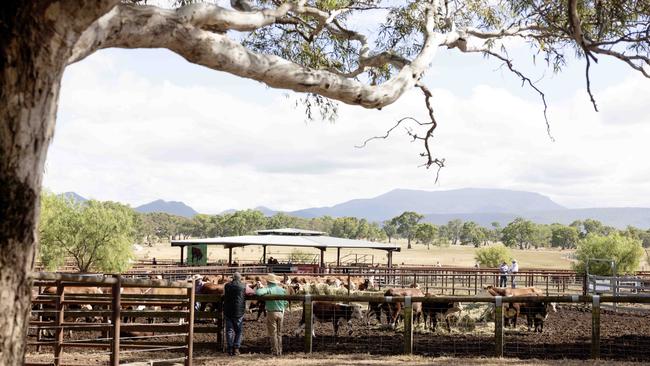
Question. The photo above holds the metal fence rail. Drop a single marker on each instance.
(583, 327)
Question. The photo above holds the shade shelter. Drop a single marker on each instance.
(289, 237)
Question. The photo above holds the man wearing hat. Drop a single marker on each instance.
(275, 312)
(514, 268)
(234, 306)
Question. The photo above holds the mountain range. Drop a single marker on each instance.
(482, 206)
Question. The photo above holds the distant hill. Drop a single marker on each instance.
(465, 201)
(170, 207)
(74, 197)
(618, 217)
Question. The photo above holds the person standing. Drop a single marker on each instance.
(514, 268)
(234, 306)
(275, 312)
(503, 271)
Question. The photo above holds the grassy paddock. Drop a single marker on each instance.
(454, 255)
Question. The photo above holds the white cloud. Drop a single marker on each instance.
(135, 138)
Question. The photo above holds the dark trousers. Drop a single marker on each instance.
(234, 327)
(503, 280)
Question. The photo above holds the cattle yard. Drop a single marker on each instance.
(157, 319)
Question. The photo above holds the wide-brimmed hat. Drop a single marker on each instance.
(271, 278)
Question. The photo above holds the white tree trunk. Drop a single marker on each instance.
(36, 40)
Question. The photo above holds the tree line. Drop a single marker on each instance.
(100, 235)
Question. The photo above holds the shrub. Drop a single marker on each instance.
(625, 252)
(492, 256)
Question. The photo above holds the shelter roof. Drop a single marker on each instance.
(309, 241)
(290, 231)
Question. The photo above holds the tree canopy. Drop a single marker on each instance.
(624, 251)
(309, 46)
(96, 235)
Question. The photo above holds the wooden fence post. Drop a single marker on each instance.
(116, 319)
(547, 275)
(307, 310)
(408, 325)
(190, 324)
(40, 319)
(60, 316)
(595, 327)
(349, 283)
(498, 326)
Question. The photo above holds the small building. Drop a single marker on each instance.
(290, 237)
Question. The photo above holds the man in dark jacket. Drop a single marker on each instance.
(234, 306)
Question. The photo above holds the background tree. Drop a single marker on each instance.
(406, 224)
(306, 46)
(495, 232)
(519, 232)
(426, 233)
(95, 235)
(453, 230)
(625, 252)
(471, 233)
(492, 256)
(564, 237)
(390, 229)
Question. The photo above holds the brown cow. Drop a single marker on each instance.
(332, 312)
(431, 311)
(512, 310)
(396, 307)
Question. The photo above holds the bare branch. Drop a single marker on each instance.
(129, 26)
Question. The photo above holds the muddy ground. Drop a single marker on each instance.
(566, 335)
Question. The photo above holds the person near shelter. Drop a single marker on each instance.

(To do): Return every line above word for word, but leave the pictures out.

(Final result):
Question. The photo above holds the metal fence rail. Drop a single marker on each instance.
(583, 327)
Question. The photo above holds the shade shelter. Drop a single marker on each instance.
(289, 237)
Question. The photo above holds the man wearing hat. Drop a single marker on each instance.
(275, 312)
(514, 268)
(234, 306)
Question. The photo above holds the mountain range. Drop a single marker on each instance.
(482, 206)
Question. The photo above holds the distant hill. Drop a single marker on each instance.
(465, 201)
(170, 207)
(74, 197)
(618, 217)
Question. The photo above holds the person standing. Drop a single marker on each instance.
(514, 268)
(234, 306)
(275, 312)
(503, 271)
Question. The photo above holds the grassy paddock. Drop a single marker on each instance.
(454, 255)
Question. The photo above holds the white cloud. Drop a single marker on each instance.
(135, 138)
Question. The photo above holds the dark trousers. Drop a single marker on each instance.
(234, 327)
(503, 280)
Question. The photo above holds the cattle yard. Drop a single marker on each instance.
(157, 319)
Question. The photo above holds the wide-brimmed hat. Drop a single marker on each instance.
(271, 278)
Question. The photo above holds the white tree trunk. Drop a single marker on each instance.
(36, 40)
Question. The photo above holds the tree line. Drop a single marker on each instance.
(100, 235)
Question. The photo above holds the shrub. Drop a single marker on each instance.
(625, 252)
(492, 256)
Question. The photo above holds the shelter roof. Drop a single marker on each instance.
(309, 241)
(290, 231)
Question. The photo above holds the tree canopy. Drop a single marker on each instance.
(624, 251)
(309, 46)
(96, 235)
Question. The photo above holds the wooden fence post. Drop a single marker on each instance.
(116, 319)
(547, 275)
(307, 310)
(408, 325)
(190, 324)
(40, 319)
(60, 316)
(595, 327)
(349, 283)
(498, 326)
Question. The photo above holds the small building. Drop a single marker on each instance.
(290, 237)
Question. The photo above holds the man in dark jacket. Drop a single marker on each instance.
(234, 306)
Question. The photo above holds the background tree. Drop a single marker on each instance.
(406, 224)
(306, 46)
(495, 232)
(519, 232)
(426, 233)
(95, 235)
(453, 230)
(625, 252)
(471, 233)
(492, 256)
(564, 237)
(390, 229)
Question. The photo above holds the brown cow. Drop a single marker on each instance.
(332, 312)
(431, 311)
(512, 310)
(396, 307)
Question. The photo above holds the bare branch. Drop a single marker on each instance.
(129, 26)
Question. The photo above holds the muddy ground. Drop a single marker on each instance.
(566, 335)
Question. The photo above holds the person near shelter. Drop a single marker on each instance.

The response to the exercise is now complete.